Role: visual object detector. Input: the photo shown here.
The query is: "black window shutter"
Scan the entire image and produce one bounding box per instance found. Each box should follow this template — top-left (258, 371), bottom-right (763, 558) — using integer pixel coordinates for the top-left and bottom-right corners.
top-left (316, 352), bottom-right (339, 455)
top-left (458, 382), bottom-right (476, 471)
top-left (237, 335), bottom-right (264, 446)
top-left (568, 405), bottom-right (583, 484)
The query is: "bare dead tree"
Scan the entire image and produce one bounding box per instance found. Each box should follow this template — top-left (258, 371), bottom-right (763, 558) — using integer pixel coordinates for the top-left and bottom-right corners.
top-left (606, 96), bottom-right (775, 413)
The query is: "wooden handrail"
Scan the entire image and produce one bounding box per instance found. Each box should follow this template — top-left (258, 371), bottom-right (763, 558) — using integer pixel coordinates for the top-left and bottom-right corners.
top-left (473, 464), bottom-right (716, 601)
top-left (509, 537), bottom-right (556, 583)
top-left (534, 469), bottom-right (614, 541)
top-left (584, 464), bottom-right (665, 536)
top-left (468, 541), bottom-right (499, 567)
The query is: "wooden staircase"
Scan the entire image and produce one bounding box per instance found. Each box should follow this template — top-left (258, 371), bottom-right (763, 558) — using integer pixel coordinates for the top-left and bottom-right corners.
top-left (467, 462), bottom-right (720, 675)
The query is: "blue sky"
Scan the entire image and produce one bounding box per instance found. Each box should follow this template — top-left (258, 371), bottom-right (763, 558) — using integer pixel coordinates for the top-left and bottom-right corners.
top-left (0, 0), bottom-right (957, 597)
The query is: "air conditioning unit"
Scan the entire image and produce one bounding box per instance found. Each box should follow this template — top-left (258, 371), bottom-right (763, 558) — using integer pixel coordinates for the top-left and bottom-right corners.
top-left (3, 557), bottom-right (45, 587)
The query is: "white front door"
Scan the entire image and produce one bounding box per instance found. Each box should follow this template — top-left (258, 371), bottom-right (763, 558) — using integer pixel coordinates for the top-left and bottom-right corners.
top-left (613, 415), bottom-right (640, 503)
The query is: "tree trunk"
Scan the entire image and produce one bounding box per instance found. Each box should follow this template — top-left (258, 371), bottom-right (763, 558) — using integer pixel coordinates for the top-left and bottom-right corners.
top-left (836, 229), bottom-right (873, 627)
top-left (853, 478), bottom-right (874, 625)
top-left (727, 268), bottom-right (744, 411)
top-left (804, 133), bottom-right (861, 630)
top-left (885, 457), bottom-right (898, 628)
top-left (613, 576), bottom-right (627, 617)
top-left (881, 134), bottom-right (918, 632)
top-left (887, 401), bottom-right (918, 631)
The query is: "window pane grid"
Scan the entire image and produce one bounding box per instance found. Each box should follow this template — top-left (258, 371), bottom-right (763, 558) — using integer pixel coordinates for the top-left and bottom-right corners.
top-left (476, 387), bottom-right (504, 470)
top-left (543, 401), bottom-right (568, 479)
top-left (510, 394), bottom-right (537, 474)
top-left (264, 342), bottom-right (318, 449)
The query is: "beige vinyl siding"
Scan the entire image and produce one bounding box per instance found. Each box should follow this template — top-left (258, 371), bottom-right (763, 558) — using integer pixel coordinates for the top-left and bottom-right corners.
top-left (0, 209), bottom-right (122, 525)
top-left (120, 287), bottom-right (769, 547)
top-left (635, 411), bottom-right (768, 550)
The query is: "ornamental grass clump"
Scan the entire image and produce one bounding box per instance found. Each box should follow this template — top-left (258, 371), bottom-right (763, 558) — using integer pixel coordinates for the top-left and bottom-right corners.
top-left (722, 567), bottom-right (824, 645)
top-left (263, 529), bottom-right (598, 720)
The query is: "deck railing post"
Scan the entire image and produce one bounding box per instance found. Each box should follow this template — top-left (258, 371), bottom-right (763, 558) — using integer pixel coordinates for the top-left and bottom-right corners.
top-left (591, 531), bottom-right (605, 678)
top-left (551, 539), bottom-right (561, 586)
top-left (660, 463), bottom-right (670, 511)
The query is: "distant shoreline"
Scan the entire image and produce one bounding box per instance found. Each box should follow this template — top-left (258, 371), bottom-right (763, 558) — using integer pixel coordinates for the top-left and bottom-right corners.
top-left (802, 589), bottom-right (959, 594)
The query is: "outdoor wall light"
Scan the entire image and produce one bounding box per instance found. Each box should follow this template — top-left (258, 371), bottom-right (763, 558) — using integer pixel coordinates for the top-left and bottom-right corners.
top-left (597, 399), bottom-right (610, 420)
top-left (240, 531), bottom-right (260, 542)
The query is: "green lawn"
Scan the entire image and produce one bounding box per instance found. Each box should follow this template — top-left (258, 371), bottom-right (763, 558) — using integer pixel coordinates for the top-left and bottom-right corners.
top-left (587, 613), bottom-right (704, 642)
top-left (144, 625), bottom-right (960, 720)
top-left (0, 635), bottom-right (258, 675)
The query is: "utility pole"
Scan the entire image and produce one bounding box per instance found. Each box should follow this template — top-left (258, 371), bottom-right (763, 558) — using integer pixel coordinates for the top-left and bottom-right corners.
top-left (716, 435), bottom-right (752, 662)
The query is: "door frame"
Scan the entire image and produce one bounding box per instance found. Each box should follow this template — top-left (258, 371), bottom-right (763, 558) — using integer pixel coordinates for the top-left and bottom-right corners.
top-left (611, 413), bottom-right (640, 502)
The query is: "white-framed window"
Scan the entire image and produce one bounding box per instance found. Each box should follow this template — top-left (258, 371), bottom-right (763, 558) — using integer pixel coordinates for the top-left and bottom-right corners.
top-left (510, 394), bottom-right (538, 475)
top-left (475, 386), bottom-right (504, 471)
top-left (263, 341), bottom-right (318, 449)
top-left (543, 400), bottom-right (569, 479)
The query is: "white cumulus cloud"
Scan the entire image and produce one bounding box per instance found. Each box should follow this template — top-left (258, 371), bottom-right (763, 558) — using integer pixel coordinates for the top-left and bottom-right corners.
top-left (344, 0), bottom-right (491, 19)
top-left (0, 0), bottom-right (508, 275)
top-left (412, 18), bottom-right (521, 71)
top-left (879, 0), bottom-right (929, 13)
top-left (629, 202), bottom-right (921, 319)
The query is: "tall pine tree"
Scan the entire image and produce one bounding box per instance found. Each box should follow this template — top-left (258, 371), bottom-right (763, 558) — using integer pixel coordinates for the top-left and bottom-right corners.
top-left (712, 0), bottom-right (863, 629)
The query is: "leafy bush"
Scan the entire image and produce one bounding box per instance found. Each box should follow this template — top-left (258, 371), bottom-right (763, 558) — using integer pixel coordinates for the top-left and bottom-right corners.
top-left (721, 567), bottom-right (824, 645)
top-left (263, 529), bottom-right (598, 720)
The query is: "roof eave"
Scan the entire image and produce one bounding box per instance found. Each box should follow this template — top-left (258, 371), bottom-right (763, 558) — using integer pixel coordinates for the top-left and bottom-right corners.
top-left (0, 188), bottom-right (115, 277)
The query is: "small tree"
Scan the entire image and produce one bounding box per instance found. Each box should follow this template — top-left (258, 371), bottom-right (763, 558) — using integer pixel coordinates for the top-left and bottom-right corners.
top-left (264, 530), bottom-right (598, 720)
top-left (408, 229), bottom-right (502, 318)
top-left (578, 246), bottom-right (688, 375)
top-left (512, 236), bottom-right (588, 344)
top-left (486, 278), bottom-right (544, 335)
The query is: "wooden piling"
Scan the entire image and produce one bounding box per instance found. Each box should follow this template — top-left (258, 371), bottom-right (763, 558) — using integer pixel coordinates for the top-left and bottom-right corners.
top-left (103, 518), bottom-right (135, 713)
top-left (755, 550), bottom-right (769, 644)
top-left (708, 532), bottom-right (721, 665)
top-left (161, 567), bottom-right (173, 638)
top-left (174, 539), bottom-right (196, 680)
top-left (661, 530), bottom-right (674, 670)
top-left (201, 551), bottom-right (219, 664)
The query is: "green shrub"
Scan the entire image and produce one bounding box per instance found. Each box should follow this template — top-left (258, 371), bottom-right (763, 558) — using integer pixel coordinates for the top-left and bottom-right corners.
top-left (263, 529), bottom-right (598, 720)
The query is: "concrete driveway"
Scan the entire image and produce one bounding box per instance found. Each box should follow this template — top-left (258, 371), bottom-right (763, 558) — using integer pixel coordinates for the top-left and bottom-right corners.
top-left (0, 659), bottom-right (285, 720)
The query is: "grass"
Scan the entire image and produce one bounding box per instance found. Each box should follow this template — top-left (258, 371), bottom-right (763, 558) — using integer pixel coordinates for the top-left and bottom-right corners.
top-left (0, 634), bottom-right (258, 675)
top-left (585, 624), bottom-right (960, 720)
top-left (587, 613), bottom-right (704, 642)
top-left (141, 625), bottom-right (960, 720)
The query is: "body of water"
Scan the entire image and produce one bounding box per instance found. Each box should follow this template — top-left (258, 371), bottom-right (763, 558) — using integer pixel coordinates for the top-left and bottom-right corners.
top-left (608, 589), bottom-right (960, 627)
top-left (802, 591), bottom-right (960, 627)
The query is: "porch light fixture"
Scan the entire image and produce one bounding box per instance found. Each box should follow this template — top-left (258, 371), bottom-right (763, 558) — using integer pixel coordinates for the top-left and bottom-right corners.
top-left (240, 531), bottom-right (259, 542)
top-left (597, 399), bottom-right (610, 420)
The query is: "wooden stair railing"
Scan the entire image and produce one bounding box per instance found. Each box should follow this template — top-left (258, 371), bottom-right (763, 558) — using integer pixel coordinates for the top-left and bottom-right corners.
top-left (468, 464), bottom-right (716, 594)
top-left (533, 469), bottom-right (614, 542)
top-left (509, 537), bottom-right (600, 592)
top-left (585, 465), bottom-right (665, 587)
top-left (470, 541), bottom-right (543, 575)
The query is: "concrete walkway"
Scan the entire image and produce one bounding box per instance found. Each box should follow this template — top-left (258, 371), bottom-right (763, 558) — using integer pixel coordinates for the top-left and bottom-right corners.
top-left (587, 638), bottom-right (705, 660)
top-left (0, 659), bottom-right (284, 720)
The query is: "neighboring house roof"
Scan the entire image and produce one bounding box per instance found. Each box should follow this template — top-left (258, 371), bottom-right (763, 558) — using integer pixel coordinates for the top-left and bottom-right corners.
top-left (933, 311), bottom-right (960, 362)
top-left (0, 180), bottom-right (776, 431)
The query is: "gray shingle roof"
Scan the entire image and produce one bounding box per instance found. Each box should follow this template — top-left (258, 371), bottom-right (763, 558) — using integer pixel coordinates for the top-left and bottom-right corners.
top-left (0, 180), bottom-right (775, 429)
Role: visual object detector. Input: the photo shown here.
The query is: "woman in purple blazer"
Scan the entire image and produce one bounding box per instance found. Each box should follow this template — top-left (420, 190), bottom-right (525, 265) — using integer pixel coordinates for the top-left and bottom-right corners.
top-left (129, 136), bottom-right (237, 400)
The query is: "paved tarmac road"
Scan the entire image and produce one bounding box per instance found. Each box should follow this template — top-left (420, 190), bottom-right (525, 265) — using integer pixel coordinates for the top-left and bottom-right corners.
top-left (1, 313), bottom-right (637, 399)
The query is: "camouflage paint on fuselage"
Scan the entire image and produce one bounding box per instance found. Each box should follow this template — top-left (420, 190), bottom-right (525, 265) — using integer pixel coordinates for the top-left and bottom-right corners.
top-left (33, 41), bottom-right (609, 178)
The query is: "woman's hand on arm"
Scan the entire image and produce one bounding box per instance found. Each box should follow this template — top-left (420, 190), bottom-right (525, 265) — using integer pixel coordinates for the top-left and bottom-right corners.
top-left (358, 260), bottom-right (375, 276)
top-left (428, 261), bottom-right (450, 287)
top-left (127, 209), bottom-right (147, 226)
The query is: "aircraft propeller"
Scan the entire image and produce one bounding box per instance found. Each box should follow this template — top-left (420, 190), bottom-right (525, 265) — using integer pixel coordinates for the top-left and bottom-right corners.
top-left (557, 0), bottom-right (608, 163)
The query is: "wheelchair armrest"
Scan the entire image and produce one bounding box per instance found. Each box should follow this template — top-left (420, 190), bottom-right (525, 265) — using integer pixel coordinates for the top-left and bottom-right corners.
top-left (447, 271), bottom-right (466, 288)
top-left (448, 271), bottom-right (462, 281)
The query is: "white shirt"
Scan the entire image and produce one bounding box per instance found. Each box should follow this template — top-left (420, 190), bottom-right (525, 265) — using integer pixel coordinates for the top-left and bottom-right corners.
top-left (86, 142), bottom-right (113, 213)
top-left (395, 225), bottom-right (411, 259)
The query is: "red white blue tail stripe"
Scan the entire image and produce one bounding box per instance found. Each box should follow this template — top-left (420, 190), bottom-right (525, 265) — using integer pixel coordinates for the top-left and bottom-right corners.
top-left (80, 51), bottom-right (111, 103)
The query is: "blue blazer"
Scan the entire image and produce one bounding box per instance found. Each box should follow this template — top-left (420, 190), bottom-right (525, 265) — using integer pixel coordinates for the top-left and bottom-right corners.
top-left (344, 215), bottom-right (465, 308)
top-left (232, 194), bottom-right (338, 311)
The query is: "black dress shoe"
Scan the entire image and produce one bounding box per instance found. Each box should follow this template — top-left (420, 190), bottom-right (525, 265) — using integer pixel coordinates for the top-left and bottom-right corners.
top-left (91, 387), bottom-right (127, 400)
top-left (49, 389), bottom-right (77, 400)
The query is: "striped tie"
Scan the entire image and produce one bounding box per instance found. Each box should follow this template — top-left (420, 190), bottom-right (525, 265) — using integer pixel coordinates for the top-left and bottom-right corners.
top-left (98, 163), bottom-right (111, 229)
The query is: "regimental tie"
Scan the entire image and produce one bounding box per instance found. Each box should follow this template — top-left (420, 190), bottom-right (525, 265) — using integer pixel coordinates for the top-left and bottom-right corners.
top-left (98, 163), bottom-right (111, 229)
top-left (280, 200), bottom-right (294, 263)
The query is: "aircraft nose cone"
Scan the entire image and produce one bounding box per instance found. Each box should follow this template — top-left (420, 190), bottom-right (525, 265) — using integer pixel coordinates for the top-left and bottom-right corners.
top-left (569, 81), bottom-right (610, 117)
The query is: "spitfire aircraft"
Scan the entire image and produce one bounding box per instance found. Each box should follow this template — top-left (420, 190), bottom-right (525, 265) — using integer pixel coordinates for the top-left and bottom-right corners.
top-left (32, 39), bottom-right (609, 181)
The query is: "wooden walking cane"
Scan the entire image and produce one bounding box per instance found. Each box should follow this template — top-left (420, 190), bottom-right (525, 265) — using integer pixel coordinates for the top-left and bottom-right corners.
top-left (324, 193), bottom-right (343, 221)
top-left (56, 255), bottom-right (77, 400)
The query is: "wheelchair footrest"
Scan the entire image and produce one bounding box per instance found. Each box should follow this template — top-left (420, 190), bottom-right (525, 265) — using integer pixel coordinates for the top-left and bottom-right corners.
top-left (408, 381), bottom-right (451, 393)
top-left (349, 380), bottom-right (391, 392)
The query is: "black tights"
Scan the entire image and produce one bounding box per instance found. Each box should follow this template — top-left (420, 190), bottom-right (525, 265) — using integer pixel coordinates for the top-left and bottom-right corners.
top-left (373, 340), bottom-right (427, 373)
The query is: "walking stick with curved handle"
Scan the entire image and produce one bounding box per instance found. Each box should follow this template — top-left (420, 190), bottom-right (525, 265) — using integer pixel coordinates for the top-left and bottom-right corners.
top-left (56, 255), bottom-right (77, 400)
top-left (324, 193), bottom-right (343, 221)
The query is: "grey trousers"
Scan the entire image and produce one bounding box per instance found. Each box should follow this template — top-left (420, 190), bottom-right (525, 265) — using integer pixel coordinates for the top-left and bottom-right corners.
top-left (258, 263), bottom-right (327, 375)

### Aim of the task
Find how many lines in the records contain the string "woman", then give the number alone.

### Solution to the exercise
2